(Task details) Continue the chapter notes on atomic models from the point where they stop.

Chapter Notes

Introduction to Atomic Models

By the late 19th century, scientists knew that atoms contained negatively charged particles called electrons, which were identical across all elements. Since atoms are electrically neutral overall, they must also contain a positive charge to balance the negative charge of the electrons. The main question was: how are these positive and negative charges arranged inside an atom?

Thomson's Model of the Atom

In 1898, J. J. Thomson proposed the first model of the atom, often called the plum pudding model.

• He suggested that an atom is a sphere of uniformly distributed positive charge.
• The negatively charged electrons are embedded within this sphere, much like seeds in a watermelon or plums in a pudding.

This model, however, was later proven incorrect by further experiments.

Atomic Spectra

When we look at the light emitted by different substances, we see different types of spectra.

(Dataset rows)
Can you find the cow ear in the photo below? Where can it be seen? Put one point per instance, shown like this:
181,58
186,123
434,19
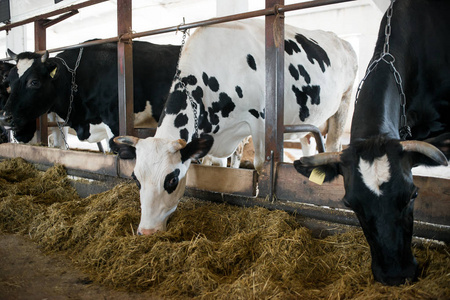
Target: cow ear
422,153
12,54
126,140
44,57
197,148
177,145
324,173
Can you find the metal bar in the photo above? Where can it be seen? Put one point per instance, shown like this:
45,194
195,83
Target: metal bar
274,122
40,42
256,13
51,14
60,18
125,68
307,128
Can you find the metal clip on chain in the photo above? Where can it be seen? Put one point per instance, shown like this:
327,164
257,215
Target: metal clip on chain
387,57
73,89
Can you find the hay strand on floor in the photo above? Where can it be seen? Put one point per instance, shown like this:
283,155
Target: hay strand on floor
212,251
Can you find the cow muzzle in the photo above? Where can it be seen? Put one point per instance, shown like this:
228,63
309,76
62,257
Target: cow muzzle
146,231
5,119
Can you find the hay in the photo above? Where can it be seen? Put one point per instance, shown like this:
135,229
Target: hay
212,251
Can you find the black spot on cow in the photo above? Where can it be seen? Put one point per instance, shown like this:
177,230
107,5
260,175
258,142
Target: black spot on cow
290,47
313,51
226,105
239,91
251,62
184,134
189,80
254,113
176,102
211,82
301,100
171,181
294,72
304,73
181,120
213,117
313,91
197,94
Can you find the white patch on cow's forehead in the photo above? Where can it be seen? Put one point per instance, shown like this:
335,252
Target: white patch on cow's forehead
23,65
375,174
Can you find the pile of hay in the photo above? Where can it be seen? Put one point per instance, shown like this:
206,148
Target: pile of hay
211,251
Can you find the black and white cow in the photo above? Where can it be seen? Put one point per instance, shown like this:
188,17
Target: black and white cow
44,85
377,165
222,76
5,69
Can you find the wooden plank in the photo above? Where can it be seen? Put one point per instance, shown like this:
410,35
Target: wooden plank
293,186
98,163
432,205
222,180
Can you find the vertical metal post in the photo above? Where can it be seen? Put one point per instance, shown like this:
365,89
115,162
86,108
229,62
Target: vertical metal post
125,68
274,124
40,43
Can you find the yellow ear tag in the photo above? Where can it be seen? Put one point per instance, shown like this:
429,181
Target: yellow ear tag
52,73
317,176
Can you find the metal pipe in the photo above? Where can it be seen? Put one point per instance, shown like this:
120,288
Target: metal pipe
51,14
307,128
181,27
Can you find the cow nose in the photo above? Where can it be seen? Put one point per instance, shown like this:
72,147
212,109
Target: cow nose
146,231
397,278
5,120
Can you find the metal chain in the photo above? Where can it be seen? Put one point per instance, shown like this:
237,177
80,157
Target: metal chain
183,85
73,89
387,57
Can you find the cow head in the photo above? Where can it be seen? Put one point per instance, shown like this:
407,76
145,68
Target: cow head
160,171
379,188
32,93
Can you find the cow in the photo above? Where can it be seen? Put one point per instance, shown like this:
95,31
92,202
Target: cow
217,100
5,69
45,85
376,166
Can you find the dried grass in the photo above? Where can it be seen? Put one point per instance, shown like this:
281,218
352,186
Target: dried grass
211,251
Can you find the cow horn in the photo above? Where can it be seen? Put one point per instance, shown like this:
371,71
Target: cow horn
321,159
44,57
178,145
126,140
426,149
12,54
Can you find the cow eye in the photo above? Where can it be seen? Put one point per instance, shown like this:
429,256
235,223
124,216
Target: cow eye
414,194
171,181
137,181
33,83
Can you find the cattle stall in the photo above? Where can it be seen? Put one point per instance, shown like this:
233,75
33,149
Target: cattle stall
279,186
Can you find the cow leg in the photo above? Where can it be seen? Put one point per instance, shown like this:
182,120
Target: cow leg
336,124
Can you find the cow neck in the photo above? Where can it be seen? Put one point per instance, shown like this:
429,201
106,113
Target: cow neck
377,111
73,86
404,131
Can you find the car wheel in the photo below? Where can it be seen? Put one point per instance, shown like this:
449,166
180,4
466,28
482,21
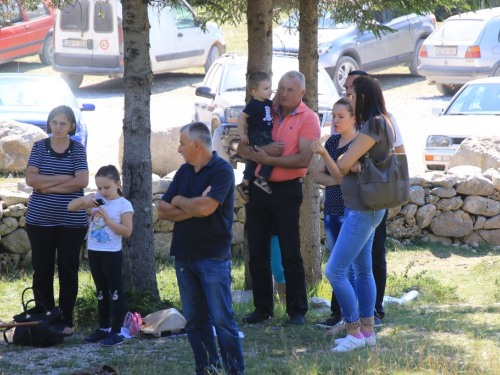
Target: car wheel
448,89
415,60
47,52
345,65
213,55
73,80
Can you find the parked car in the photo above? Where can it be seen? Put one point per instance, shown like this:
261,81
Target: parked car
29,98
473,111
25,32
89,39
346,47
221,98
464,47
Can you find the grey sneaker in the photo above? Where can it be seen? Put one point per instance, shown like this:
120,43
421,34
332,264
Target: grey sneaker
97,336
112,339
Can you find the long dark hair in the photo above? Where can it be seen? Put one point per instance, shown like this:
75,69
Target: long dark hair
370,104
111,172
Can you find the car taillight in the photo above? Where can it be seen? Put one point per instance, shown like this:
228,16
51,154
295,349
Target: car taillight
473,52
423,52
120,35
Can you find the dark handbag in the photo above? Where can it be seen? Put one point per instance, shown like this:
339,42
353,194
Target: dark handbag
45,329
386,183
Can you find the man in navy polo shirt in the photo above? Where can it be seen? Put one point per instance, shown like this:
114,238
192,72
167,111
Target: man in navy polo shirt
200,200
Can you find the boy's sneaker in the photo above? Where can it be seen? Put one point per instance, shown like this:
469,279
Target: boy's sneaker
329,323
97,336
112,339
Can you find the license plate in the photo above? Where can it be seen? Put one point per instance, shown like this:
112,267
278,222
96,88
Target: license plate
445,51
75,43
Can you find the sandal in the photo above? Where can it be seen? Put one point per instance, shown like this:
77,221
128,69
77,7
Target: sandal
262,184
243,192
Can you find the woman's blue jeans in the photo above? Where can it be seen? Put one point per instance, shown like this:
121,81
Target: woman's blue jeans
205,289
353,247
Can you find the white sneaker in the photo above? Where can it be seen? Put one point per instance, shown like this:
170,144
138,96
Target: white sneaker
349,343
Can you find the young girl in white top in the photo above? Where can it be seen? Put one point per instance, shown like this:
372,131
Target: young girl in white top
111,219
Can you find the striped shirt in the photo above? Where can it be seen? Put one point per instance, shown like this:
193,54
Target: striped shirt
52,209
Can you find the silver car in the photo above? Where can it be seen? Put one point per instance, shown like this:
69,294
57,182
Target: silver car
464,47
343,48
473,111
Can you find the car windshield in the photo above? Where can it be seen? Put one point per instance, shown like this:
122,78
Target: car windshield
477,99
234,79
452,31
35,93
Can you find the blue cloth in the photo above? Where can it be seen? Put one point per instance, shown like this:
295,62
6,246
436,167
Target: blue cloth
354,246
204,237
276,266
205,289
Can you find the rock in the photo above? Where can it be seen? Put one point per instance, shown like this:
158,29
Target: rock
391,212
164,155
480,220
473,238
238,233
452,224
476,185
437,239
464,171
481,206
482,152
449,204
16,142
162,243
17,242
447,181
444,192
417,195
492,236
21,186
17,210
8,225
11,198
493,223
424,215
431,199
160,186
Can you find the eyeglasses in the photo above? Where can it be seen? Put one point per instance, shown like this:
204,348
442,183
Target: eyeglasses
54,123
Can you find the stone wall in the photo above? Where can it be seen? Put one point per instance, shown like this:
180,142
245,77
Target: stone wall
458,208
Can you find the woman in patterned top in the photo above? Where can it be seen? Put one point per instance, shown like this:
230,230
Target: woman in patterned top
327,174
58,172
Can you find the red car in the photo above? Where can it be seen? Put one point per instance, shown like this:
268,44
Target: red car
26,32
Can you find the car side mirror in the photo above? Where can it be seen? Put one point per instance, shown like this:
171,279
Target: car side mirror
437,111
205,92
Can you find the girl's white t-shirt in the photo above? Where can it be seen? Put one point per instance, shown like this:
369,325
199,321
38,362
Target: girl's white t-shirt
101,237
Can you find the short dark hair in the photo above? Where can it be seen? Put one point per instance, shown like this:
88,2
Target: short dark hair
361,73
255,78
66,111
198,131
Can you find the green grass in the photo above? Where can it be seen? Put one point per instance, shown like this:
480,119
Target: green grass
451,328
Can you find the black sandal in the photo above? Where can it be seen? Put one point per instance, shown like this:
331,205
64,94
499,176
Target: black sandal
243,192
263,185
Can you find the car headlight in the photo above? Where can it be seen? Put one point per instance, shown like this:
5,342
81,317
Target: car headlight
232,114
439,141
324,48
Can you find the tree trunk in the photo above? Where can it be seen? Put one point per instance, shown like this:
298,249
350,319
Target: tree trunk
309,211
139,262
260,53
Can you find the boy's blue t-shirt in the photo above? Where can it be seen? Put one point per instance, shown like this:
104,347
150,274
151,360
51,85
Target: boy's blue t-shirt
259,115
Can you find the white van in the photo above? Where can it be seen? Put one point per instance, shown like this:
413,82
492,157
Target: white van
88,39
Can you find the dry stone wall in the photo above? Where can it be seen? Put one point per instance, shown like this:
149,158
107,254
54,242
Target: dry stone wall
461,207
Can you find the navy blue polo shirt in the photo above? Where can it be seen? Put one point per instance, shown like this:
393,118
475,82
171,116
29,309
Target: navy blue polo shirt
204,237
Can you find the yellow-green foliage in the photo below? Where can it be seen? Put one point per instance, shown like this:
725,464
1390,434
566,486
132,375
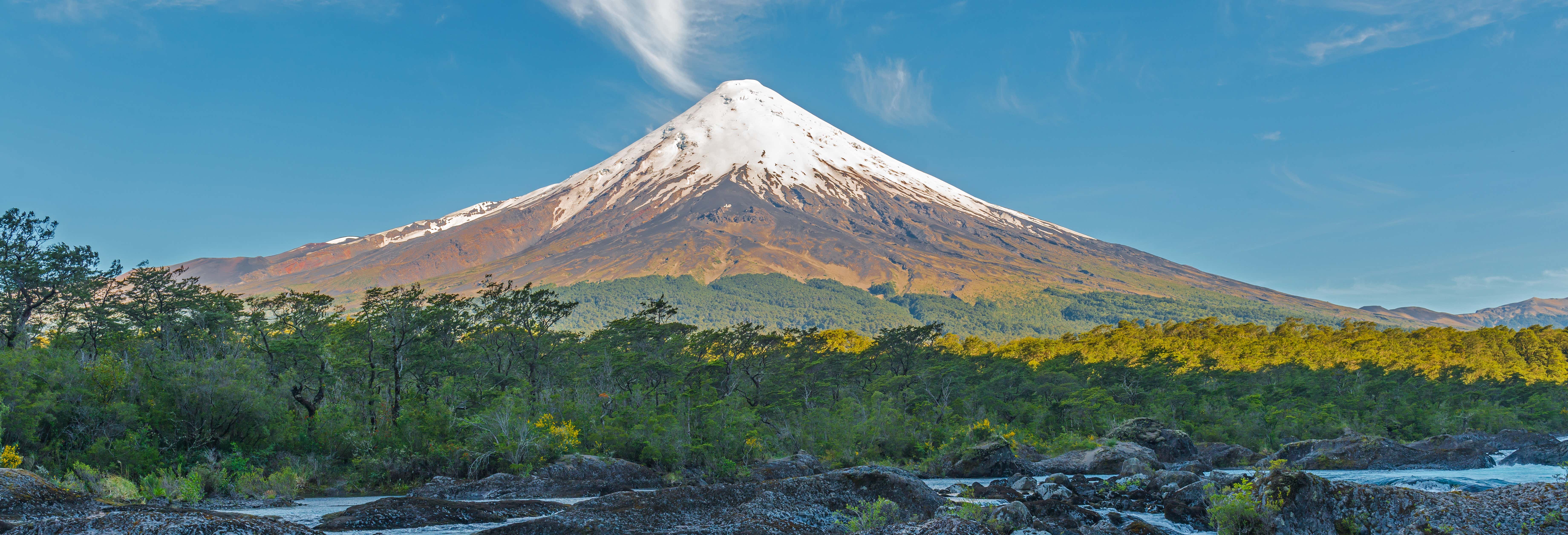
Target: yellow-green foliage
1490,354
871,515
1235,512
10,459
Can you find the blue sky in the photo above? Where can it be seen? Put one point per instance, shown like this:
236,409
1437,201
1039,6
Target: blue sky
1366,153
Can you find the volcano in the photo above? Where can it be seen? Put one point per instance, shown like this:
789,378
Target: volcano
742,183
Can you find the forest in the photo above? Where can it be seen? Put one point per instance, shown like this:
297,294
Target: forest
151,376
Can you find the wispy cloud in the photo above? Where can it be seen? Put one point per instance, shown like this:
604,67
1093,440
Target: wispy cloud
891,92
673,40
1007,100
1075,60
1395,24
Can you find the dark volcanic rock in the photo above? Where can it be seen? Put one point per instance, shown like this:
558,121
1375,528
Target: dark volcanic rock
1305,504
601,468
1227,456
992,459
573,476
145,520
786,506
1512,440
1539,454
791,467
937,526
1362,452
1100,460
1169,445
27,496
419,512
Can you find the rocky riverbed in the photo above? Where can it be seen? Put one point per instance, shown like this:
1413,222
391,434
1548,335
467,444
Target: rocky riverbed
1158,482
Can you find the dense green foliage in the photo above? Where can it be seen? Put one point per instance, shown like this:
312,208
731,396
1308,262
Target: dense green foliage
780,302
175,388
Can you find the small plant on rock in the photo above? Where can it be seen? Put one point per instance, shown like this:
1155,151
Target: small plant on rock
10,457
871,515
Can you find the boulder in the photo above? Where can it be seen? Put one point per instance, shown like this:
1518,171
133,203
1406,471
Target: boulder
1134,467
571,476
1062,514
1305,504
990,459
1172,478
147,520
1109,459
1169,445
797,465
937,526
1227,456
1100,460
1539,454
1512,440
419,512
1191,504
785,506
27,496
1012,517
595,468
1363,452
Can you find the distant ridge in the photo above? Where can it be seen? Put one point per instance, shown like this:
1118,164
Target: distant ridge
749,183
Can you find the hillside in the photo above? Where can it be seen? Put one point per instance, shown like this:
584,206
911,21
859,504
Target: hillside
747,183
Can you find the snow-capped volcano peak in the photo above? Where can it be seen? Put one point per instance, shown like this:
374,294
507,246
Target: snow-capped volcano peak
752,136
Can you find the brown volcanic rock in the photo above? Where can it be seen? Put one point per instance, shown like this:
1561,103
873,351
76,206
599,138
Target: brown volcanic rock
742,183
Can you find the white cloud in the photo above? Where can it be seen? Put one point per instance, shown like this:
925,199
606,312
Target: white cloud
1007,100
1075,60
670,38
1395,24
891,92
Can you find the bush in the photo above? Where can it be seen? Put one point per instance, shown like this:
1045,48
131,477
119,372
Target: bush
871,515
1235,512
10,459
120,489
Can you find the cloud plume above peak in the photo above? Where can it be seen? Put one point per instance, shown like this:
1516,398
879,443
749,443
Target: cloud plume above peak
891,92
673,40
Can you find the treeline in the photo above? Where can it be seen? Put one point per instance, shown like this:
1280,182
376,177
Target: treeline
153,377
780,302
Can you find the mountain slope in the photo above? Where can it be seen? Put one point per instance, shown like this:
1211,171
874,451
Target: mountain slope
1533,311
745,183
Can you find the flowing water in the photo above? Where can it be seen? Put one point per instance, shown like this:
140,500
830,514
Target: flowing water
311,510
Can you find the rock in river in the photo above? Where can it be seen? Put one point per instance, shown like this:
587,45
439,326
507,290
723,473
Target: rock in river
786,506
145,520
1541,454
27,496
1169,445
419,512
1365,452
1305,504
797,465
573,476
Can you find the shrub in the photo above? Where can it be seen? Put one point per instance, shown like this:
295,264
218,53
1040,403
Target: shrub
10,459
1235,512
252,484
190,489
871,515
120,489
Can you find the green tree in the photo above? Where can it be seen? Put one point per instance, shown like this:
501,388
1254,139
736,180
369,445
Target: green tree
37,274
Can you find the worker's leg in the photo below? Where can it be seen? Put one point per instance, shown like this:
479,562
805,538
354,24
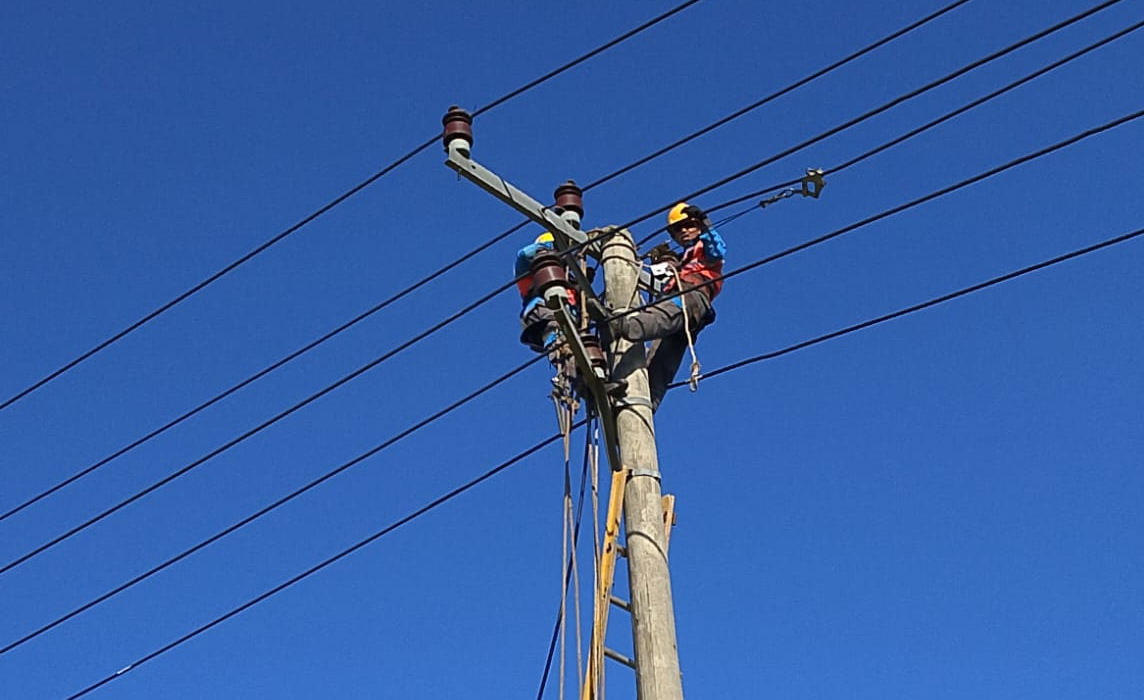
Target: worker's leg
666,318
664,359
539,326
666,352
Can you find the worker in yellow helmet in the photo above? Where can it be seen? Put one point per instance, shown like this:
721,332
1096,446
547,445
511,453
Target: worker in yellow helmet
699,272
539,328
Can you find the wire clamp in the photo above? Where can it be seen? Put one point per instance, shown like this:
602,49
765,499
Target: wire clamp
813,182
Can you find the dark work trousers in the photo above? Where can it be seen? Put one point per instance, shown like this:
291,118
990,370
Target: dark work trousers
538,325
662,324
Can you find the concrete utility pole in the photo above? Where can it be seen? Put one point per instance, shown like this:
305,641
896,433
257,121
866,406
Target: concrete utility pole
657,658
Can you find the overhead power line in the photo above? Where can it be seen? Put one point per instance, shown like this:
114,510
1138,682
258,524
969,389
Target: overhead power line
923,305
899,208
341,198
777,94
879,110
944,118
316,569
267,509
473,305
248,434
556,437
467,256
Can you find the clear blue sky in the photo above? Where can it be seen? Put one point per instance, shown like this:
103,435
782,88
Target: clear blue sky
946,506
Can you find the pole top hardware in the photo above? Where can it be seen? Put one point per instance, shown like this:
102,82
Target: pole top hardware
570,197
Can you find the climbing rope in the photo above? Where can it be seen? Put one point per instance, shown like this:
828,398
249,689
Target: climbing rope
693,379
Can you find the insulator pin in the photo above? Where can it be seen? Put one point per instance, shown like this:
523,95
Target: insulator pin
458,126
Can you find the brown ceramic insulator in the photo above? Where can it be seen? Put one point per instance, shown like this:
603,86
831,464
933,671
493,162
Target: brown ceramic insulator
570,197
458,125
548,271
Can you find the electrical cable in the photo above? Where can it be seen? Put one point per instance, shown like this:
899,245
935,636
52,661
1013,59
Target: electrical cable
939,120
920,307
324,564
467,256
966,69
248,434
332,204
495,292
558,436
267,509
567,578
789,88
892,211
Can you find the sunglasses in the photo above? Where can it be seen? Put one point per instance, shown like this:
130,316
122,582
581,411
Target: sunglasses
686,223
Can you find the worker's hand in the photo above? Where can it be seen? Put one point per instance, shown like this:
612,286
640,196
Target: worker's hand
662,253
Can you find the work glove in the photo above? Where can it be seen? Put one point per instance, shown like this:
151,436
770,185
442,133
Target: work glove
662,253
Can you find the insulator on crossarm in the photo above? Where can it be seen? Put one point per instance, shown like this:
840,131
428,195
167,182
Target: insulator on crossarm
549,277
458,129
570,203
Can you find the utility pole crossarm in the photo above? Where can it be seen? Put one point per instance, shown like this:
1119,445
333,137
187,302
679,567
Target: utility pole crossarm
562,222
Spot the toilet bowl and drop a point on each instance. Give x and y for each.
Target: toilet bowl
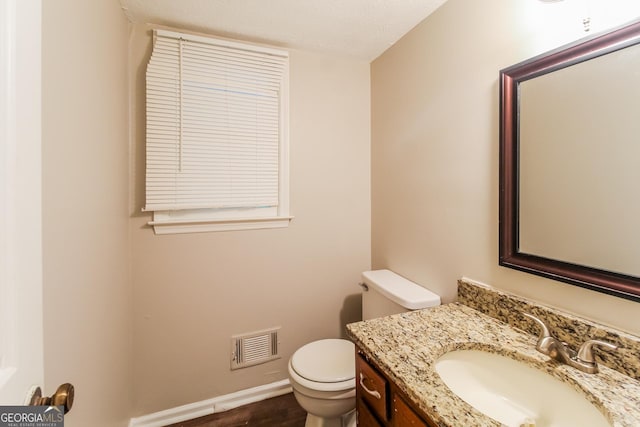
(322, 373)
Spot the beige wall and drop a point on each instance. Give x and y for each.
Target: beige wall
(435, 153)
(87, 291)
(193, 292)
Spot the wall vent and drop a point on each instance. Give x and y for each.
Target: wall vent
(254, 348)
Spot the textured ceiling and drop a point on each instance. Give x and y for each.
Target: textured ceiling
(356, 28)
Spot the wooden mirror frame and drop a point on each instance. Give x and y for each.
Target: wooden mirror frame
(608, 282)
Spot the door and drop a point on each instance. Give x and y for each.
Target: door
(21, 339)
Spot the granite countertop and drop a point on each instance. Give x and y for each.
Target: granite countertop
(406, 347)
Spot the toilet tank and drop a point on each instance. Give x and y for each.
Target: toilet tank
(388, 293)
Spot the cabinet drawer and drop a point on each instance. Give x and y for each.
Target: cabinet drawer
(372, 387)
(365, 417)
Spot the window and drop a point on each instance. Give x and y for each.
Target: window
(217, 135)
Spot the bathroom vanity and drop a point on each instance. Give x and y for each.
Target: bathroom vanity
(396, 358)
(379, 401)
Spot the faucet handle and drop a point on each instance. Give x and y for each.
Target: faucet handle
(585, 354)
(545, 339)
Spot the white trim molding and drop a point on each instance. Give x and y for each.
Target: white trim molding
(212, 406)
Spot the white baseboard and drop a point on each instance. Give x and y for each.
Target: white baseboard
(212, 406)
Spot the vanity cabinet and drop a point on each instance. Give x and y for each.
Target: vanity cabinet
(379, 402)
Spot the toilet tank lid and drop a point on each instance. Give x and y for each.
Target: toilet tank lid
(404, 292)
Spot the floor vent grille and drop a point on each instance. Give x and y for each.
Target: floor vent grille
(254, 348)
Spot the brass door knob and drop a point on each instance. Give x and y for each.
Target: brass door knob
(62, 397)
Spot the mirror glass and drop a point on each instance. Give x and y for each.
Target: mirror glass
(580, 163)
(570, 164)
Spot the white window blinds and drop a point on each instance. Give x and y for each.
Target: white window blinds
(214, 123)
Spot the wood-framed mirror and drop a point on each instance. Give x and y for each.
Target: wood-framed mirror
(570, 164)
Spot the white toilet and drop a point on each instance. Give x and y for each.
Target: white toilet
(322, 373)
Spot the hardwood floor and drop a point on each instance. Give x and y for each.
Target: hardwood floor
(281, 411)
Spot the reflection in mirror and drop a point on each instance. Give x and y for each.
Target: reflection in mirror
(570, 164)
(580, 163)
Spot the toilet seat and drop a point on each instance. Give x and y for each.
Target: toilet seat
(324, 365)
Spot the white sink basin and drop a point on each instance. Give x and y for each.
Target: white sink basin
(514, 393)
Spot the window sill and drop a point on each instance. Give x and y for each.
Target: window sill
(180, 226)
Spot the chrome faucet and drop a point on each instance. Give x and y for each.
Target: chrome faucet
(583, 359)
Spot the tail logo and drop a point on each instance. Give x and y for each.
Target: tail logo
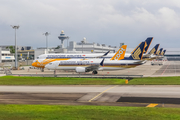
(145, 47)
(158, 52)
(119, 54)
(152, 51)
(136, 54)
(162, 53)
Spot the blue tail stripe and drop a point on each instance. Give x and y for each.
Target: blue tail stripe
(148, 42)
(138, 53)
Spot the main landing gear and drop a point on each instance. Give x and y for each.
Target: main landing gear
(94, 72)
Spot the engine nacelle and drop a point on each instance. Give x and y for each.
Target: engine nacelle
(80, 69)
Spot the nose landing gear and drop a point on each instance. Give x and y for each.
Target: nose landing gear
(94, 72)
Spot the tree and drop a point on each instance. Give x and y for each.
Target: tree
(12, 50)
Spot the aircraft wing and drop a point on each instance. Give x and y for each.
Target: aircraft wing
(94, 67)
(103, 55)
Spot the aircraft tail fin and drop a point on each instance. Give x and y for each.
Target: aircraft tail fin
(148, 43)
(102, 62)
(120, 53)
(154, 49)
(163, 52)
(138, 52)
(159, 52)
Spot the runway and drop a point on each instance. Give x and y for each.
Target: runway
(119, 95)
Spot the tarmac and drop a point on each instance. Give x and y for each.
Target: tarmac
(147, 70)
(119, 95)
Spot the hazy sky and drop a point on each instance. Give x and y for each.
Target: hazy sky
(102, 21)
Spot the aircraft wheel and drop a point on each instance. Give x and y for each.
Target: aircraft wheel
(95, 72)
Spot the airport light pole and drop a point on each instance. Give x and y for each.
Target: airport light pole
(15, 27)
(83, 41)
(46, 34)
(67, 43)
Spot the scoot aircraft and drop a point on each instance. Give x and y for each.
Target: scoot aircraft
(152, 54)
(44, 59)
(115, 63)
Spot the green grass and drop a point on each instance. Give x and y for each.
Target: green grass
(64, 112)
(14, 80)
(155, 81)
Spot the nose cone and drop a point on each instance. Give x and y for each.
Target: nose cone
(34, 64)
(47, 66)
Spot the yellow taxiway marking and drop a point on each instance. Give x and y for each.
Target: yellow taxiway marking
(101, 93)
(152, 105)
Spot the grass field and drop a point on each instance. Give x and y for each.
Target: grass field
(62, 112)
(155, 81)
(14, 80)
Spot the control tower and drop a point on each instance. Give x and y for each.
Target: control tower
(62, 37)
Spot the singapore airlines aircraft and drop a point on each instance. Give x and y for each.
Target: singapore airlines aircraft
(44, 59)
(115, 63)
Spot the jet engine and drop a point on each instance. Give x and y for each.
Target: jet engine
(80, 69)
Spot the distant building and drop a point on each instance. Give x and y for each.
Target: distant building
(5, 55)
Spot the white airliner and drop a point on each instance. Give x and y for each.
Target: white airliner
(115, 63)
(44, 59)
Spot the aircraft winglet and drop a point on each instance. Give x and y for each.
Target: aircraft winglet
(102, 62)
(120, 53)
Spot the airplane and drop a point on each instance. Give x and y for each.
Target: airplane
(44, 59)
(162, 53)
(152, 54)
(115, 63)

(Response)
• Continuous Spectrum: Solids, liquids, and dense gases emit electromagnetic radiation with a continuous range of all wavelengths, like a rainbow. This is due to the complex interactions between neighbouring atoms.
• Line Spectrum (Discrete Spectrum): In contrast, rarefied (low-density) gases, when heated or electrically excited, emit light at only a few specific, discrete wavelengths. This appears as a series of bright lines on a dark background and is called an emission line spectrum. Since the atoms in these gases are far apart, the light is emitted by individual atoms.

Each element has its own unique, characteristic line spectrum, which acts like a "fingerprint." This suggested a deep connection between an atom's internal structure and the light it emits.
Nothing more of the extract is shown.